Begin PAGE EXCERPT
Table of Contents
The email asked the recipient to update their payment records. It provided ACH routing, wire routing, a full account number, and a SWIFT code, all directly in the body. No invoice number. No dollar amount. No prior thread. Just: "Please update your records with the payment information below."
The sender domain belonged to a retail analytics vendor. SPF and DMARC both passed under a p=reject policy, the strictest configuration available. The message was transmitted through Oracle Cloud Email Delivery infrastructure at 147[.]154[.]189[.]195. Nothing about the authentication chain raised a flag.
The Body Carried the Payload
The most unusual aspect of this attack is the placement of financial details. ACH routing, wire routing, and a full account number sat in plain text in the email body. Most invoice fraud campaigns embed payment instructions in PDF attachments to evade body-content scanning. This one did both: the details appeared in the message and in the attachment, ensuring the recipient saw them regardless of whether they opened the PDF.
The absence of context is the behavioral tell. Legitimate remittance updates reference a specific invoice, contract, or purchase order. They arrive within an existing thread or through an established payment portal. This message provided full banking coordinates with no transactional anchor, a pattern consistent with business email compromise payment diversion campaigns where the attacker needs the recipient to update records before the next payment cycle.
End PAGE EXCERPT
Begin INFORMATION SHOWN
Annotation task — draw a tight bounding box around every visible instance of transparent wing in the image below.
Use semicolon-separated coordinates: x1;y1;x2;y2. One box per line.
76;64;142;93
End INFORMATION SHOWN
TASKS TO PERFORM =
1. Name each banking detail that the write-up on the payment-update email says was given directly in the message body.
2. Carry on the write-up on the payment-update email from its last sentence.

RESPONSES BY TASK =
1.
ACH routing
Wire routing
A full account number
A SWIFT code

2.
The PDF That Scanners Could Not Read
The attached PDF, 9125PANDR000059_71017945_12072020.pdf, was 22 KB and a single page. It was generated by Oracle Analytics Publisher and rendered its entire content as an image. No text layer. No selectable characters. No embedded URLs or JavaScript.
For automated scanners, this PDF was effectively blank. Text extraction returned nothing because there was nothing to extract. The file was technically clean: no macros, no links, no executable code. Every scanner that inspected it returned a clean verdict because the threat surface it was designed for (text analysis, link inspection, macro detection) simply did not exist in this file. The only way to analyze the content was OCR, and most email security gateways do not apply OCR to PDF attachments by default.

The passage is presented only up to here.